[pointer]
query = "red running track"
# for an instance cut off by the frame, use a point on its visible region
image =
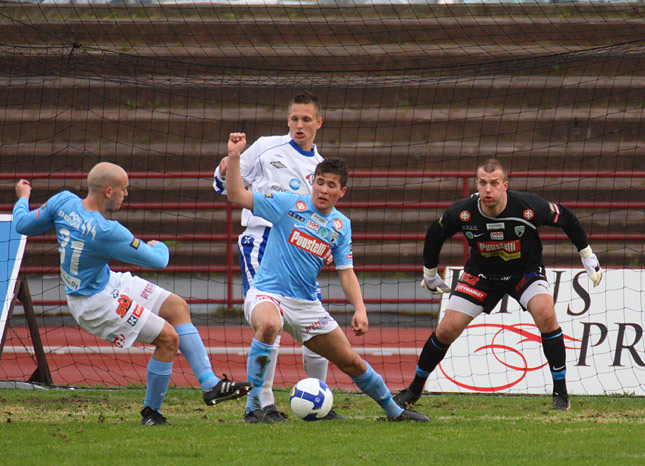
(78, 358)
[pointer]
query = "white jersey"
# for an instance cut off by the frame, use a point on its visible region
(274, 164)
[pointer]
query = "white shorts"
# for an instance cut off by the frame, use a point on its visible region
(301, 318)
(124, 312)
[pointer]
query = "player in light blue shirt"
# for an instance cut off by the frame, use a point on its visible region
(283, 292)
(119, 307)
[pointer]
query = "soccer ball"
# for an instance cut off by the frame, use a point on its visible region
(311, 399)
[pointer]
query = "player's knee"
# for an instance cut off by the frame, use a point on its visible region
(168, 340)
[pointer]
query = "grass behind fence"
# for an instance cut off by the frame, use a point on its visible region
(101, 427)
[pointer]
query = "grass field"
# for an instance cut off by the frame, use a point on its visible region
(101, 427)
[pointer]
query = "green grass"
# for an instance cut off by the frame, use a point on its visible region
(101, 427)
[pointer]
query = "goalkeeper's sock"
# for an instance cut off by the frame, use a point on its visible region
(157, 383)
(256, 369)
(372, 385)
(554, 350)
(192, 347)
(431, 355)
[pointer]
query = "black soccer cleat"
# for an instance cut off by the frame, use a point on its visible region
(332, 416)
(226, 390)
(561, 402)
(412, 416)
(406, 398)
(152, 417)
(271, 414)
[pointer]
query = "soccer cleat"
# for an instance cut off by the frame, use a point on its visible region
(271, 414)
(406, 398)
(332, 415)
(412, 416)
(152, 417)
(253, 417)
(226, 390)
(561, 402)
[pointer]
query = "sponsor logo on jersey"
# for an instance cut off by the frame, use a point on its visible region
(479, 295)
(119, 340)
(319, 219)
(321, 323)
(149, 288)
(313, 226)
(506, 250)
(555, 212)
(136, 314)
(297, 216)
(294, 184)
(308, 243)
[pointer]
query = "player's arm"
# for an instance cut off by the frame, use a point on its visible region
(563, 217)
(237, 193)
(352, 290)
(437, 234)
(29, 222)
(125, 247)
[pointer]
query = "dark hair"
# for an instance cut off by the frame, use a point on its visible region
(306, 98)
(334, 166)
(490, 165)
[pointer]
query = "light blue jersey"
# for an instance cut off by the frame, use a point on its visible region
(299, 239)
(87, 241)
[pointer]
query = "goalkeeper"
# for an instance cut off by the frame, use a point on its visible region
(501, 227)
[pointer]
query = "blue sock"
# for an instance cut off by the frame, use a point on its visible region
(158, 380)
(372, 385)
(192, 347)
(256, 370)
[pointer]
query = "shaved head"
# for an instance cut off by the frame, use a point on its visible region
(105, 174)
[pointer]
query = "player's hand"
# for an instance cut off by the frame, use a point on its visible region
(23, 189)
(591, 264)
(360, 322)
(236, 144)
(433, 281)
(222, 167)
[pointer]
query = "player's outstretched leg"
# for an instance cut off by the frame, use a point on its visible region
(270, 411)
(316, 367)
(372, 385)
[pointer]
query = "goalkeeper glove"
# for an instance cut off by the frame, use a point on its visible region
(433, 282)
(591, 264)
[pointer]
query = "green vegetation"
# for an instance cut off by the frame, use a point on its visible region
(87, 427)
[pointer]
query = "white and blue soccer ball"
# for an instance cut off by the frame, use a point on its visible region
(311, 399)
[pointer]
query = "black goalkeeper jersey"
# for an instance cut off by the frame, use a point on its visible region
(506, 245)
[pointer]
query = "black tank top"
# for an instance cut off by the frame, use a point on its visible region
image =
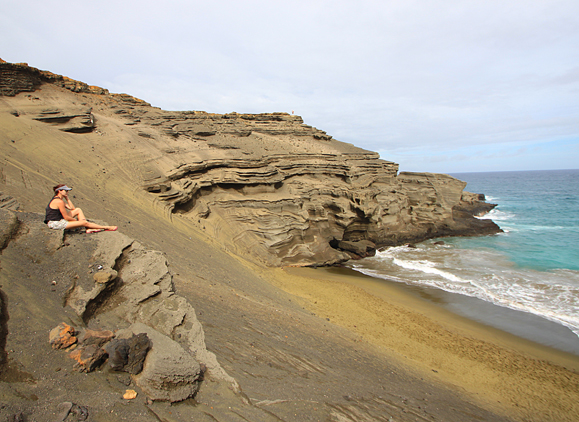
(51, 214)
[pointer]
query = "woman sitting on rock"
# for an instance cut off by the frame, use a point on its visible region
(62, 214)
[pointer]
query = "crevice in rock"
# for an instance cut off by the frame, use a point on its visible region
(4, 317)
(107, 297)
(103, 299)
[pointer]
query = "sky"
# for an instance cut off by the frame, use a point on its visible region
(438, 86)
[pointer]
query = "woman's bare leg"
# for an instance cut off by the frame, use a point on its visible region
(88, 225)
(78, 214)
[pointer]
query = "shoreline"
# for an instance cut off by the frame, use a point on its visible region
(523, 325)
(509, 374)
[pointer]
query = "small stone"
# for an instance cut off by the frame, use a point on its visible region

◆ Exercise details
Copy all the entries word for word. Omit any pictures.

◆ Reply
[pointer]
query = "red running track"
# for an instance cut off by the frame, use a point on its visible region
image =
(78, 358)
[pointer]
query = "white jersey"
# for an instance cut off by the frame, use a point on its visible region
(274, 164)
[pointer]
query = "white shorts"
# for an instance cut off by the frame, use a point on its visible region
(301, 318)
(124, 312)
[pointer]
query = "player in light blue shirt"
# for an instance cut off by the frame, use a point on its visible region
(283, 292)
(119, 307)
[pointer]
query = "soccer ball"
# for an instance cut off by the frame, use a point on its visible region
(311, 399)
[pointer]
query = "player's knee"
# for an instance cut off by the frame, use a point on its visible region
(168, 340)
[pointer]
query = "grass behind fence"
# for an instance cut off by the frame, use a point on its visible region
(101, 427)
[pointer]
query = "grass field"
# for an instance cut off by the frame, use a point on its visible region
(101, 427)
[pointer]
query = "green grass"
# for an instance cut off by the frame, use a point on its visible region
(101, 427)
[pointer]
query = "goalkeeper's sock"
# for an instance cut off by the frame, use a point on its visible region
(157, 383)
(256, 369)
(372, 385)
(554, 350)
(192, 347)
(431, 355)
[pointer]
query = "black soccer cleat"
# for an instance cut off by the frame, use a point on its visible region
(332, 416)
(226, 390)
(561, 402)
(412, 416)
(406, 398)
(152, 417)
(271, 414)
[pointer]
query = "soccer cleat"
# for an instance cut off by the frame, use a point on its visible region
(271, 414)
(406, 398)
(332, 415)
(412, 416)
(152, 417)
(253, 417)
(226, 390)
(561, 402)
[pointer]
query = "sponsor logo on jersey"
# for an instance cut off by the frame, use a point on its visible region
(479, 295)
(119, 340)
(319, 219)
(321, 323)
(149, 288)
(313, 226)
(506, 250)
(555, 212)
(136, 314)
(297, 216)
(294, 184)
(308, 243)
[pointer]
query = "player's arm"
# for an instance cut off by the frame, use a point on its visible region
(563, 217)
(237, 193)
(352, 290)
(437, 234)
(29, 222)
(125, 247)
[pointer]
query = "dark hair"
# for an instance cut off by the frame, use a point on its visible region
(306, 98)
(334, 166)
(490, 165)
[pointer]
query = "light blue jersey"
# for an instance cut off by the frame, use a point on its visible region
(299, 239)
(87, 241)
[pointer]
query = "goalkeeper"
# for an instance cut off by the frame, use a point on its visible region
(501, 227)
[pointer]
query = "blue sock"
# for an instance cut off by the frame, use a point on its visible region
(158, 380)
(372, 385)
(192, 347)
(256, 370)
[pointer]
query = "shaved head"
# for an instance cut off by the frame, use a point on its visible region
(105, 174)
[pointer]
query = "player's hand"
# for an instance cut off by the frame, use a point on its visible region
(23, 189)
(591, 264)
(360, 322)
(236, 144)
(433, 281)
(222, 167)
[pointer]
query = "player's outstretched leg"
# for an instance cut off by the frame, use a point on its visible region
(270, 411)
(316, 367)
(372, 385)
[pointer]
query = "goalkeeper glove"
# for an instance cut off by the frame, use a point on its visible region
(433, 282)
(591, 264)
[pointer]
query = "green vegetation"
# for an instance cut off by the frame, use a point on its visible region
(87, 427)
[pointer]
query = "white and blue soccer ball"
# for an instance cut off by the frame, use a point on its visible region
(311, 399)
[pointer]
query = "black goalkeeper jersey"
# for an instance cut off by the frame, use a point on its visible region
(506, 245)
[pointer]
query = "black tank top"
# for an instance cut off by the frame, use a point on its visible region
image =
(51, 214)
[pointer]
query = "woman sitting on rock"
# for an instance cut off by the frame, use a point on its visible region
(62, 214)
[pointer]
query = "crevice in rock"
# for an instance cut off by the frame, use a point on its visible region
(4, 317)
(107, 297)
(103, 299)
[pointer]
query = "sky"
# for an instance cut off by the frame, use a point on its visible region
(438, 86)
[pointer]
query = "woman's bare leg"
# for an instance cut off by the frame, use a point on its visible region
(88, 225)
(78, 214)
[pointer]
query = "shoreline"
# for an instance cut off by the frame, use a point on its visible region
(523, 325)
(509, 374)
[pointer]
query = "small stone"
# for an instance cut off by the frame, use a point on its visible region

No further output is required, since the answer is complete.